Given that features are needed, what constitutes an
admissible one? Es have been more than
happy to acknowledge sensory/perceptual features (spf), but have often been
reluctant to admit much else. In particular, Es have been averse to cognitive
modularity as this would invite admitting domain specific innate features of cognitive
computation. Spfs are fine. Maybe domain general features are ok (e.g. “edge,”
“animate,” etc.). But domain specific features like “island” or “binder” are not.
A necessary concomitant of restricting the mental feature
inventory in this Eish way is a method for building complexes of features from
the given simple givens (i.e. a combinatorics). Es generally recognize that
mental contents go beyond (or appear to go beyond) the descriptive resources of
the primitives. The answer: what’s not
primitive is a construct from these primitives. Thus, in this sense,
constructivism (in some form) is a necessary part of any Eish account of mind.
A second part of any Eish theory is an account of how the
innately given features interact with sensory input to give rise to a cognitive
output. The standard assumption has been that this method of combination is
rational. ‘Rational’ here means that
input is evaluated in a roughly “scientific” manner, albeit unconsciously, viz.
(i) the data is carefully sifted, organized and counted and (ii) all cognitive
alternatives (more or less) are evaluated with respect to how well they fit with
this regimented data. The best alternative (the one that best fits the data)
wins. In other words, on this conception, acquisition/development is an
inductive procedure not unlike what we find more overtly in scientific practice[1]
(albeit tacit) and it rests on an inductive logic with the principles of
probability and statistics forming the backbone of the procedure.[2]
Many currently fashionable Bayesian models (BM) embody this
E vision. See, for example, the Xu abstract above. BMs assume a given hypothesis space possibly
articulated, i.e. seeded with given “prior knowledge and biases,”[3]
plus Bayes Rule and maybe
“a set of domain-general learning mechanisms.” These combine
“statistical information” culled from the environmental input together with the
“prior knowledge and biases” in a “rational manner” (viz. Bayesian manner) to
derive “domain specific knowledge” from “domain-general” learning mechanisms.”
There are several ways to argue against this E conception
and Rs have deployed them all.
First, one can challenge the assumption that features be
restricted to spfs or the domain general ones. Linguists of the generative
stripe should all be familiar with this kind of argument. Virtually all
generative theories tell us that linguistic competence (i.e. knowledge of
language) is replete with very domain specific notions (e.g. specified subject,
tensed clause, c-commanding antecedent (aka binder), island, PRO, etc.) without
which a speaker’s attested linguistic capacity cannot be adequately described.
Second, one might argue against the idea that there is a lot
of feature combinatorics going on. Recall, that if one restricts oneself to a
small set of domain general features then one will need to analyze concepts
that (apparently) fall outside this domain as combinations of these given
features. Jerry Fodor’s argument for the innateness of virtually all of our
lexical concepts is an instance of this kind of argument. It has two parts.

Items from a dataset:

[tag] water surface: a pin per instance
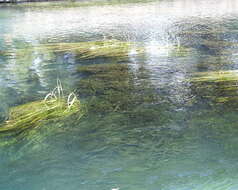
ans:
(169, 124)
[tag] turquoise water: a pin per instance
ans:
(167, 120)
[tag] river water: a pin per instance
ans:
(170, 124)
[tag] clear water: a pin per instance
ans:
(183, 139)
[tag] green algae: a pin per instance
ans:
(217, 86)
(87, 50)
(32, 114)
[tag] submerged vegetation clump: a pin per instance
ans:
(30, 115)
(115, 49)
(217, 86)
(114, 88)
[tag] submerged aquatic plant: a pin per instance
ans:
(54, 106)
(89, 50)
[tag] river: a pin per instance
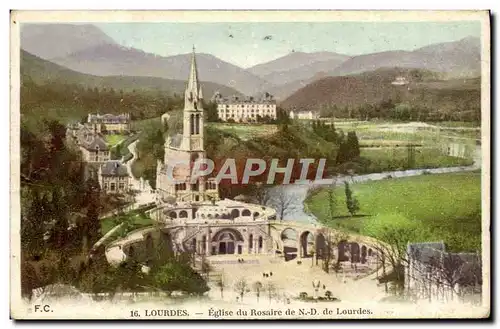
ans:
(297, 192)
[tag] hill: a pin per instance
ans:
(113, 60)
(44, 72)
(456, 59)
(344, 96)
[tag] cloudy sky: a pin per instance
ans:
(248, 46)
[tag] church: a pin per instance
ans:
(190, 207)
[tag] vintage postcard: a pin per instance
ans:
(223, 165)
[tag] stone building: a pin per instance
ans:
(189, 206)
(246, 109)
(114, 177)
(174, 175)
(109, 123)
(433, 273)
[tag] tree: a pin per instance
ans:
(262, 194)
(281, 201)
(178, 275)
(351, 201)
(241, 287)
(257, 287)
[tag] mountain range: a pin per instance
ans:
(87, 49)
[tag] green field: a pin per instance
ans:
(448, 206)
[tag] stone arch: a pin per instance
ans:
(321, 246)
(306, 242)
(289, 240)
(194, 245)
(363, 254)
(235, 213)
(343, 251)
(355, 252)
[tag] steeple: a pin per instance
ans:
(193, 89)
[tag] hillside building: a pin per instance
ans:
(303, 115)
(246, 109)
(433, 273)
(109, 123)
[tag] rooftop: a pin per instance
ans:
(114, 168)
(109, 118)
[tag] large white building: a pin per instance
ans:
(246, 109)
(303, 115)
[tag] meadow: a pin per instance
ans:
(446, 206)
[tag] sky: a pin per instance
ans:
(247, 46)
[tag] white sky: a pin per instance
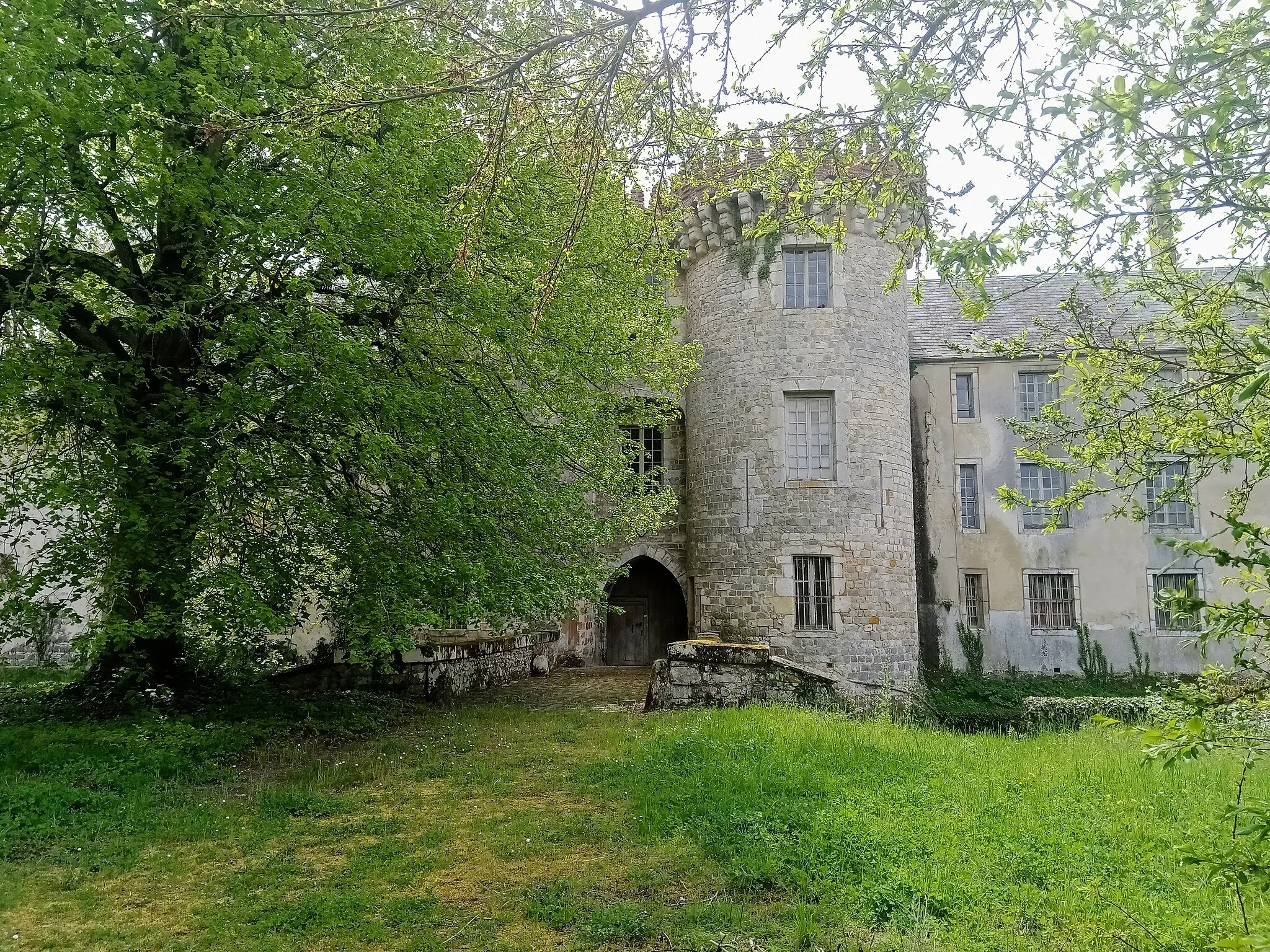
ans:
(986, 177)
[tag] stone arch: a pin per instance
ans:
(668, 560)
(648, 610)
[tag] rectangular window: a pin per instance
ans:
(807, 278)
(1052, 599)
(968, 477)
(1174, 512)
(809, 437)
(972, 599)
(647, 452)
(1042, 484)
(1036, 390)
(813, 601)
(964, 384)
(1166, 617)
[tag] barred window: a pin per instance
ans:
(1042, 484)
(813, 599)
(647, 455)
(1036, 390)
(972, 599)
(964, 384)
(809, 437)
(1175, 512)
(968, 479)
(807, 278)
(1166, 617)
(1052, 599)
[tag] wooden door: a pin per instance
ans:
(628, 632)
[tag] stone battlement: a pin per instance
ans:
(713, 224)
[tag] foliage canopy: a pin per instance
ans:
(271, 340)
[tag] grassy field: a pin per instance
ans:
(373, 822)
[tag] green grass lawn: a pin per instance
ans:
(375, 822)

- _Goal_
In the text on mental features, which two domain-specific features are named as ones that Es do not accept?

- _Correct result_
"Island" and "binder."